Try it:
Pictures stay out of the copy, and everything else in the data below is repeated exactly.

[Records supplied — start]

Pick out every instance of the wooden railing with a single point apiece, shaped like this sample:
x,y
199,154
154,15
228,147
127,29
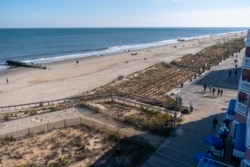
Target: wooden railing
x,y
76,99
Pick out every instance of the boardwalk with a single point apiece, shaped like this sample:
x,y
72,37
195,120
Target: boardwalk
x,y
179,150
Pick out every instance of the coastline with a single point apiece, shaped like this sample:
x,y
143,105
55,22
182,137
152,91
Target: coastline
x,y
67,78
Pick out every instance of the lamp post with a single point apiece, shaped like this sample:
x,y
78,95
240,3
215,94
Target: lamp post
x,y
177,100
192,65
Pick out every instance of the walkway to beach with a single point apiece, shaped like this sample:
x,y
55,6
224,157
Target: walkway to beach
x,y
179,150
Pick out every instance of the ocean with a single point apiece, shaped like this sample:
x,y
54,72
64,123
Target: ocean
x,y
41,45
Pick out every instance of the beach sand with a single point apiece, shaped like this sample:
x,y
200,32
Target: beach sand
x,y
68,78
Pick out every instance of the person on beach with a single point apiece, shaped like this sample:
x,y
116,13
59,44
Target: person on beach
x,y
229,73
213,91
205,87
235,72
218,92
215,122
210,88
221,92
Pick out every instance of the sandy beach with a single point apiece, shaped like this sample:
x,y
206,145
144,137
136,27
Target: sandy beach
x,y
68,78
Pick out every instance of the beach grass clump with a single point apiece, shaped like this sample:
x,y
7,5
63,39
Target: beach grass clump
x,y
114,136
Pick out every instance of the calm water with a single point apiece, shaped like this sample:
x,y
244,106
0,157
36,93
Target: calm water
x,y
47,45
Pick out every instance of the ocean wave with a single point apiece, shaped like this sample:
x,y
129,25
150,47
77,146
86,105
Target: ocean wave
x,y
100,51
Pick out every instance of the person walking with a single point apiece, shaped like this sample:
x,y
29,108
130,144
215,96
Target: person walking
x,y
221,92
215,122
210,88
229,73
218,92
213,90
205,87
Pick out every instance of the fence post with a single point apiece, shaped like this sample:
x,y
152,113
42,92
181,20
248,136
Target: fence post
x,y
46,127
64,122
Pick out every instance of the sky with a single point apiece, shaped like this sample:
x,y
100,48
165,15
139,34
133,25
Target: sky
x,y
124,13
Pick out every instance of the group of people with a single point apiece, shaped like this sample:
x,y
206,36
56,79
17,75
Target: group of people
x,y
213,90
223,130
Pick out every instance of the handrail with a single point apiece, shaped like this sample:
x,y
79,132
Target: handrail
x,y
207,162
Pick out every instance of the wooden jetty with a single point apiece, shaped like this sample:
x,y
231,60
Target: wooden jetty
x,y
22,64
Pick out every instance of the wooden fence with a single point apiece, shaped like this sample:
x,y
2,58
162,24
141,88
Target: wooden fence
x,y
94,124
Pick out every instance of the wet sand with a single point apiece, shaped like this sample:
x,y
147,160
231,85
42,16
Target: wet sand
x,y
68,78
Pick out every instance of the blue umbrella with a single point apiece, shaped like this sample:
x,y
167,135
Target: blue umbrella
x,y
213,141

[Records supplied — finish]

Answer space:
Pick out every instance of the wooden railing with a single point apiece, shaped like this sample:
x,y
199,154
154,15
228,147
127,29
Target: wooden railing
x,y
76,99
Pick out every instance of the boardwalk with a single point apiece, shaped like this sample:
x,y
72,37
195,120
Target: boardwalk
x,y
179,150
Pick out every instance of the coastline with a single point apiece, shaped like this sample:
x,y
143,105
55,22
182,137
152,91
Target: coastline
x,y
67,78
Pick out every instance of the lamp post with a single point apiece, shaped like this sample:
x,y
78,95
240,3
215,94
Target: lamp post
x,y
177,100
192,65
Pick out every instance of the walkway to beach with a single point apiece, shaped like this sample:
x,y
55,6
224,157
Target: walkway to beach
x,y
179,150
Pick out every instance of the ocean with a single point apiece, shaped like this sample:
x,y
54,72
64,123
Target: ocean
x,y
41,45
Pick out every instance of the beach sand with a single point apiece, shaped like this sample:
x,y
200,32
Target: beach sand
x,y
68,78
Pick out every instance of the person on beach with a single point apiece, shaped like this sample:
x,y
116,13
59,44
Target: person on beach
x,y
229,73
213,91
205,87
235,72
218,92
215,122
210,88
221,92
Pick out every instance of the sandy beach with a single point apiece, shaped like this sample:
x,y
206,145
144,137
136,27
Target: sandy beach
x,y
68,78
Pick out every instance of the beach grass clump with a single point apiece, shaped like this sample:
x,y
7,5
63,39
Target: beach grass clump
x,y
114,136
Pick out every instance of the calm water with a single point apiece, shaped like this sample:
x,y
244,106
0,157
36,93
Target: calm water
x,y
47,45
Pick out every instance of the ocean wave with a single point apiece, shaped like this sample:
x,y
129,25
150,47
77,146
86,105
Target: ocean wave
x,y
100,51
Pick out every instance of the person walking with a single point apiece, shaped like this sample:
x,y
29,108
130,144
215,96
Target: person walking
x,y
221,92
215,122
210,88
229,73
218,92
213,90
205,87
Pick out every instance of the fence post with a single point apiece, shaped like this sample:
x,y
152,113
42,92
181,20
248,136
Target: fence post
x,y
46,127
64,122
Pick out every instance of the sky with a single point apiece, shaped like this sample:
x,y
100,48
165,15
139,34
133,25
Target: sky
x,y
124,13
Pick out every instance of the group of people with a single point apiece, shaped like this sample:
x,y
206,36
56,79
17,75
Target: group of people
x,y
213,90
223,130
Pick out every instance of the handrail with a single point apiece, shaped like this sample:
x,y
79,132
Target: handrail
x,y
207,162
Pick out every instance of the wooden jetty with a single point apiece, shaped like this sample:
x,y
231,60
Target: wooden jetty
x,y
22,64
Pick out every instance of the wooden fence with a single point apiece, shaped like this sample:
x,y
2,58
162,24
141,88
Target: wooden fence
x,y
94,124
Pick out every instance of the wet sand with a single point apiece, shaped like this sample:
x,y
147,160
231,85
42,16
Target: wet sand
x,y
68,78
Pick out every instance of the blue umbrella with a single point apiece, shaped like this sample:
x,y
167,135
Target: blue umbrella
x,y
213,141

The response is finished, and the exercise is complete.